Aufgabenliste:
a) Übersetze aus dem Text zur dynamischen Modellierung von Robotern diesen Satz ins Englische: „Die dynamische Modellierung von Robotern ist eine in wissenschaftlichen Kreisen bereits seit vielen Jahren bekannte Methode.“
b) Setze den Text über die dynamische Modellierung von Robotern im Anschluss an seinen letzten Satz fort.

Angezeigter Text:
###

Mirko Borich, softMC Project Manager, Servotronix Motion Control

Die dynamische Modellierung von Robotern ist eine in wissenschaftlichen Kreisen bereits seit vielen Jahren bekannte Methode. Sie dient in der Robotik und in technischen Versuchszentren üblicherweise als Instrument zur Erforschung und Entwicklung humanoider Roboter sowie moderner Regelungs- und Steuerungsalgorithmen, Bewegungssimulationen und anderer wissenschaftlicher Fragestellungen und Lösungsansätze. Die dynamische Modellierung umfasst die Entwicklung mathematischer Formeln zur Beschreibung der dynamischen Eigenschaften des Roboters: Trägheit, Masse, Massenschwerpunkt und andere schwer zu messende Parameter. Obwohl die dynamische Modellierung in der theoretischen Forschung weit verbreitet ist, haben Entwickler und Hersteller von Industrierobotern sie als Verfahren zur Verbesserung der Regelungs- und Steuerungseigenschaften von Robotern bisher mehr oder weniger außer Acht gelassen.

###

Einträge aus einem Datensatz:
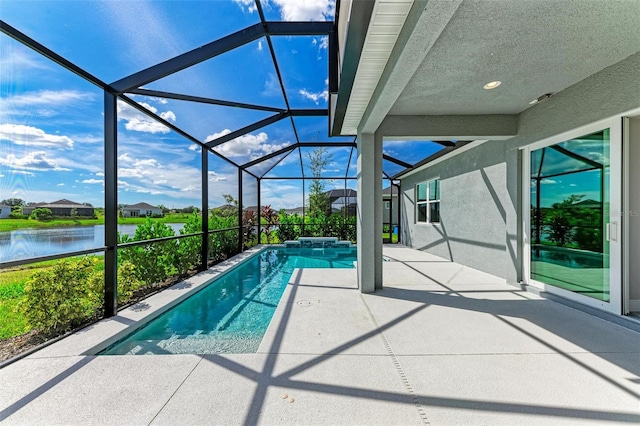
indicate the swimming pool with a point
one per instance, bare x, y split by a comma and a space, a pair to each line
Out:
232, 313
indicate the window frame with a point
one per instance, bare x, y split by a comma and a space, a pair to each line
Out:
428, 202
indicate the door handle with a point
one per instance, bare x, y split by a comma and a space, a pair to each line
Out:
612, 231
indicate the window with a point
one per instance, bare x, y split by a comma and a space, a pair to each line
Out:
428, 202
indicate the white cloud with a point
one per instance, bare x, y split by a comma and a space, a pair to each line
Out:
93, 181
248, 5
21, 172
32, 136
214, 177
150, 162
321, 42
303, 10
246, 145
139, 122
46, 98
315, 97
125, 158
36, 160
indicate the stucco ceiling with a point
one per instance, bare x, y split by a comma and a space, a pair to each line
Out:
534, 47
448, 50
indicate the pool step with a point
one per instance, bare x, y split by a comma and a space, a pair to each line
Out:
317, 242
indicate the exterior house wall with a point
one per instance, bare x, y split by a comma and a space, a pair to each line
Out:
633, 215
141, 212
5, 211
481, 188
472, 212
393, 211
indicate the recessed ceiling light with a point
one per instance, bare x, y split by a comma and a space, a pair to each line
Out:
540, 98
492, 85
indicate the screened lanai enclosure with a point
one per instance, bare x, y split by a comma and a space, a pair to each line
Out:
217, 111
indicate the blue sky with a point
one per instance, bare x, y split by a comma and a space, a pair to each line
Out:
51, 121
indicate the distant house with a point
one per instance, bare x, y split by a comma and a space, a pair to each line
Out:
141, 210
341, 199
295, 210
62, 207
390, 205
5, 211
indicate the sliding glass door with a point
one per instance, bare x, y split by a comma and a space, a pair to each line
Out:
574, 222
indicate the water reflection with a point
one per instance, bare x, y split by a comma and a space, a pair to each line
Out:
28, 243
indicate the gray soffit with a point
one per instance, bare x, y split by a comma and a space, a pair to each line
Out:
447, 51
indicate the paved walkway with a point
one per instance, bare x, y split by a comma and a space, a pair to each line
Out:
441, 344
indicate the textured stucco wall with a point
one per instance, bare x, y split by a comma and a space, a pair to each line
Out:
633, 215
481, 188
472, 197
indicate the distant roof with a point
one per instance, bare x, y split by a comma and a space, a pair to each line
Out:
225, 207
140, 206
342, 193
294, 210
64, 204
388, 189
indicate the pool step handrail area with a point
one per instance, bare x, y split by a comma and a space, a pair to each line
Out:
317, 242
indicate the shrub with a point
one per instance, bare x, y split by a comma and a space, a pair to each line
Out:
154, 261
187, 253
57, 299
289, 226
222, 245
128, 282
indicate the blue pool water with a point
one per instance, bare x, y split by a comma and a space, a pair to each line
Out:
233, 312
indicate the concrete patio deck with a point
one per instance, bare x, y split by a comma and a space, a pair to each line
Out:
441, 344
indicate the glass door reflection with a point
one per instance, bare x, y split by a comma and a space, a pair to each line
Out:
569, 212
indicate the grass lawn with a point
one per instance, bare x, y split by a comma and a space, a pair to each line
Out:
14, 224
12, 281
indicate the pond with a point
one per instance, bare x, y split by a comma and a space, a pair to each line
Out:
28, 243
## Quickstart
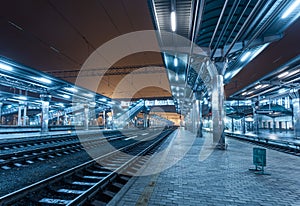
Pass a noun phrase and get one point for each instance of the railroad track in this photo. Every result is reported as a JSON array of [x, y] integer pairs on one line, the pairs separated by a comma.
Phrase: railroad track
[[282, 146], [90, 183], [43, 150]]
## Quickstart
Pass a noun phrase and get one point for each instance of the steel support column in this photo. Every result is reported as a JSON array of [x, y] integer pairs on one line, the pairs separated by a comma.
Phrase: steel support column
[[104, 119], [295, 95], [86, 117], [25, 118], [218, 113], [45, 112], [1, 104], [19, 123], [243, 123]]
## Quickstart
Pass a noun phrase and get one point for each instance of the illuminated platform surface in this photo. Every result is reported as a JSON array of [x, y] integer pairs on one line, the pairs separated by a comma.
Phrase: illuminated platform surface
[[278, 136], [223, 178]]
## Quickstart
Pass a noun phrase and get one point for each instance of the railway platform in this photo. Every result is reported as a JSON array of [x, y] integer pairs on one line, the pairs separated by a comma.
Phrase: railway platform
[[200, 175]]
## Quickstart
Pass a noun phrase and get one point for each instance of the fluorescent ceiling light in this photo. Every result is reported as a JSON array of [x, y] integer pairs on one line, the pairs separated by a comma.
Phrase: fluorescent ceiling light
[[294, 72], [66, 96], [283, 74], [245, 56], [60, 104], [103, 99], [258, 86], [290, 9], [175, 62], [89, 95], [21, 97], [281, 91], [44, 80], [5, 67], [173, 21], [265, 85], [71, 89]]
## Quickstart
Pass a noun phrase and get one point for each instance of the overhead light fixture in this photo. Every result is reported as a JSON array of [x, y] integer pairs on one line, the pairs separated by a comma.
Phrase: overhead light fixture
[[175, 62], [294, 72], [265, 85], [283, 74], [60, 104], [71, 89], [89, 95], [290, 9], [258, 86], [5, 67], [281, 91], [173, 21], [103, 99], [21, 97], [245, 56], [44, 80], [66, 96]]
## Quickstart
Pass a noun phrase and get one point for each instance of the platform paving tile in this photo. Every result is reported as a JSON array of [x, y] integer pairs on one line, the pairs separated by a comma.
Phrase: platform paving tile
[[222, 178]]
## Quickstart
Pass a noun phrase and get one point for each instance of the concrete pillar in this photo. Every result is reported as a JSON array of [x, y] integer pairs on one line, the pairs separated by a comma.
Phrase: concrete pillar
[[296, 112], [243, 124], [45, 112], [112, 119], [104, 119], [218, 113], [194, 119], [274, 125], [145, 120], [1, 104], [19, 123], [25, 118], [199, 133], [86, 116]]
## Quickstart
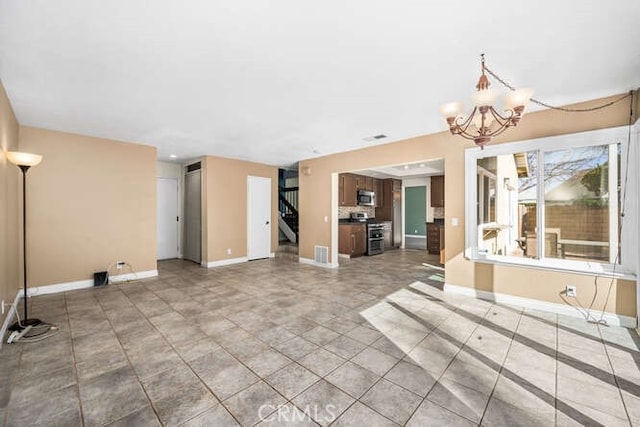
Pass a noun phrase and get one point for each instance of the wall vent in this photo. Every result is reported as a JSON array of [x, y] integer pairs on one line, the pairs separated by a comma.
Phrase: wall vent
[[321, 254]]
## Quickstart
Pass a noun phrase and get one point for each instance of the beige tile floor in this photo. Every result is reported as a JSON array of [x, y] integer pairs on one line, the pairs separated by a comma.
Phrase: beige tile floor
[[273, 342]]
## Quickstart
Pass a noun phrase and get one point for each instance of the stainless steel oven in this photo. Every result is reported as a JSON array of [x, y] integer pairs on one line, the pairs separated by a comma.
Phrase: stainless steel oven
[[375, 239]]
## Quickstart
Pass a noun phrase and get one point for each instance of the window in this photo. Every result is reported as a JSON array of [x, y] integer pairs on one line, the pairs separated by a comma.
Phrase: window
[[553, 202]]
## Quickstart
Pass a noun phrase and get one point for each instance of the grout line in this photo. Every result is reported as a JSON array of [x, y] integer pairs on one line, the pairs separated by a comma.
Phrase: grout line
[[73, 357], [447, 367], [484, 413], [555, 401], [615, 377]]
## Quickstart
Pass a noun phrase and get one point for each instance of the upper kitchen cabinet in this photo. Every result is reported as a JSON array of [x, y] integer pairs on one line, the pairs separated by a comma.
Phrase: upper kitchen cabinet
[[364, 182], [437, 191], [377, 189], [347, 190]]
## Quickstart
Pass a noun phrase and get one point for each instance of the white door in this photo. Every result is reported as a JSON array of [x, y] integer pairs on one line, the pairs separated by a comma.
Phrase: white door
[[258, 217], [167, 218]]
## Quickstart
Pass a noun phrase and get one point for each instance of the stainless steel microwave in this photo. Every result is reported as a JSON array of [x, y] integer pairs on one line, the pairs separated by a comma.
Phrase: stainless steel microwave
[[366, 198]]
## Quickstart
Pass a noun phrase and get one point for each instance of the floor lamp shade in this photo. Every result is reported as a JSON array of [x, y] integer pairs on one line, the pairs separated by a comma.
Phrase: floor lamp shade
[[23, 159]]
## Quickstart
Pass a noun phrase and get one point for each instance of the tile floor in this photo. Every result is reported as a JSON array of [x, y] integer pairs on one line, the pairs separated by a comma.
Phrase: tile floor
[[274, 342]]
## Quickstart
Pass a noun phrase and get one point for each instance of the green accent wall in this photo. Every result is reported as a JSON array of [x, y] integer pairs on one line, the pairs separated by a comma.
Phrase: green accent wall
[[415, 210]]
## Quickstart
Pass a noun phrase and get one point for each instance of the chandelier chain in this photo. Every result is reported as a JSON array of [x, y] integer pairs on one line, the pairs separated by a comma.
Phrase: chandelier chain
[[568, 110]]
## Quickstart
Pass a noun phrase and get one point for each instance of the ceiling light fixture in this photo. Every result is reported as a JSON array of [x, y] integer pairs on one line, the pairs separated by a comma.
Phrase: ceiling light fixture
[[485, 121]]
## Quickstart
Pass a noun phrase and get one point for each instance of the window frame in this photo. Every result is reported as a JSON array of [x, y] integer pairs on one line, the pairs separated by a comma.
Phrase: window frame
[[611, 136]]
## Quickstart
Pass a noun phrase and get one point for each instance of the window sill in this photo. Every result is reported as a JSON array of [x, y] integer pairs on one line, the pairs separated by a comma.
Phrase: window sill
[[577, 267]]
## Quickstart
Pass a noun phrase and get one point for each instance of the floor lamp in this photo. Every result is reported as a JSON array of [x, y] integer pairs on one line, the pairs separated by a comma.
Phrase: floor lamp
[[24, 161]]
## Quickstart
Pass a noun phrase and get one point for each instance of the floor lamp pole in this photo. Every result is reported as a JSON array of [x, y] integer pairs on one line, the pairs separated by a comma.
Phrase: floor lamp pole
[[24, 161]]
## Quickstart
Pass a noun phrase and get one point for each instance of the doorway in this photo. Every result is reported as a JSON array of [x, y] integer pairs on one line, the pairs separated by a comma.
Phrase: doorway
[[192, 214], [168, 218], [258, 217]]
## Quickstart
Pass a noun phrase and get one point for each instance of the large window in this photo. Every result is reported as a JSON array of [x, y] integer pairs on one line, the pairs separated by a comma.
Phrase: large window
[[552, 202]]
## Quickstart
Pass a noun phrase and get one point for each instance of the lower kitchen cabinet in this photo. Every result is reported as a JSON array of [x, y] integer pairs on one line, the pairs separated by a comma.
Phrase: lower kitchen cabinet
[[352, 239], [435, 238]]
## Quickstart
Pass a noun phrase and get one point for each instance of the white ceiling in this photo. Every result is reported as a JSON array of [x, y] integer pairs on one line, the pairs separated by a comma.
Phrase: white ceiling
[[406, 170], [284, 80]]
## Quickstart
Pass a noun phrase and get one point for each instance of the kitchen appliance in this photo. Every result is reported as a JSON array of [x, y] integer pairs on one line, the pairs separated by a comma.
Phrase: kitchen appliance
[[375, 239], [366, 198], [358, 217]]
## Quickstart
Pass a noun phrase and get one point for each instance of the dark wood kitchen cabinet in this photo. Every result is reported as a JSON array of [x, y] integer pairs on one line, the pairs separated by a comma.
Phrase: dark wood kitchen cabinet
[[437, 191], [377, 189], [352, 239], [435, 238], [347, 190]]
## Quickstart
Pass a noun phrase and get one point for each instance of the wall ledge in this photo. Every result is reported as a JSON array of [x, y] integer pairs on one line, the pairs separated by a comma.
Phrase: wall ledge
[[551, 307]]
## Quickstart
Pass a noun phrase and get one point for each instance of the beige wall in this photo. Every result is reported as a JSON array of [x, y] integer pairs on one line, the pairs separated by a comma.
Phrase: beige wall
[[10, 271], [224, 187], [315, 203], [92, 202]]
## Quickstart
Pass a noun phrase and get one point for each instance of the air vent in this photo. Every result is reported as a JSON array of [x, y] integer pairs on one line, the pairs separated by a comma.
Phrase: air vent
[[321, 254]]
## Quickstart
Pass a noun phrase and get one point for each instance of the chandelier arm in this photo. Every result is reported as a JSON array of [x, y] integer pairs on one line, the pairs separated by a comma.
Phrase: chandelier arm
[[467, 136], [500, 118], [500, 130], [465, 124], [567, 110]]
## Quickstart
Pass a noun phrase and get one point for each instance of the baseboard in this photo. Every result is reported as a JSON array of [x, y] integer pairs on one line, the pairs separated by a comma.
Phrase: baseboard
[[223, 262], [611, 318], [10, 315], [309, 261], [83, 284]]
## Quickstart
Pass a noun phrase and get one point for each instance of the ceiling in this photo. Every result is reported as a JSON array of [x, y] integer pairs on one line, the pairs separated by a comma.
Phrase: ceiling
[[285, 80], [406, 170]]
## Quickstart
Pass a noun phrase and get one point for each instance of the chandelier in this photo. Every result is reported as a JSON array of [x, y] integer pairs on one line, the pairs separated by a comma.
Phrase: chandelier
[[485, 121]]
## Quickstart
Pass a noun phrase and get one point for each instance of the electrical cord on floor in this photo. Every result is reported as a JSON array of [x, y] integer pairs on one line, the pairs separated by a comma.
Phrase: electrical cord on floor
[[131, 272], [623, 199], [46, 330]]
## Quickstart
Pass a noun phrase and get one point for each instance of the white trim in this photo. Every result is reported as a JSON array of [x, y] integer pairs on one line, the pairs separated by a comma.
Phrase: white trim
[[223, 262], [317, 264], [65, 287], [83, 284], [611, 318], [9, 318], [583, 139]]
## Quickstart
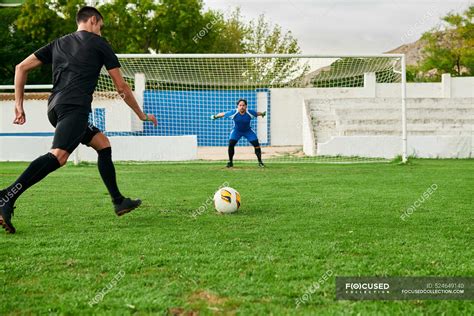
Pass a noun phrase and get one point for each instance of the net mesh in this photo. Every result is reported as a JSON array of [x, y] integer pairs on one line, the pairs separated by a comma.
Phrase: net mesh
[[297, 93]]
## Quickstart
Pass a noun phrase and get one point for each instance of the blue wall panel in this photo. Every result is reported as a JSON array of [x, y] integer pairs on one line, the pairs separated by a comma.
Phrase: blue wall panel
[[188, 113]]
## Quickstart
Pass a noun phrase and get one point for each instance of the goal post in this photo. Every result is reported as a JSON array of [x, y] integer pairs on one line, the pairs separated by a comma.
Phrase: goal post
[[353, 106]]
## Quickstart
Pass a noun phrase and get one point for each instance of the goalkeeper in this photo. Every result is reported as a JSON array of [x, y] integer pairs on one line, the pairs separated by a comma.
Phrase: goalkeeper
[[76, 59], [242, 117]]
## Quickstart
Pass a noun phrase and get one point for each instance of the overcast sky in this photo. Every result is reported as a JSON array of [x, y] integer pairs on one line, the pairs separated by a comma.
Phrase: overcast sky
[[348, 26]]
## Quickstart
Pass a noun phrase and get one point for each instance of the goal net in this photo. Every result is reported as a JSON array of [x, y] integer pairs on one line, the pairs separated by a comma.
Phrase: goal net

###

Antworten je Aufgabe:
a) Dynamic modeling of robots is a method that has been known in scientific circles for many years.

b)
Servotronix erkannte bereits vor Jahren, welches Potenzial die dynamische Modellierung für die Lösung von Leistungsproblemen bieten könnte, die bei einem Hersteller von Hochgeschwindigkeits-Delta-Robotern für die Halbleiterindustrie aufgetreten sind.

Die in Handlingsystemen von Solar-Wafern eingesetzten Roboter mussten höchsten Ansprüchen hinsichtlich Beschleunigung und Präzision genügen. Durch seinen konstruktionsbedingten fragilen Aufbau war der Delta-Roboter extrem bruchanfällig. Außerdem bestand das Risiko einer möglichen Kollision mit kostenintensiven Lasten und Werkstoffen, die hierdurch beschädigt werden konnten.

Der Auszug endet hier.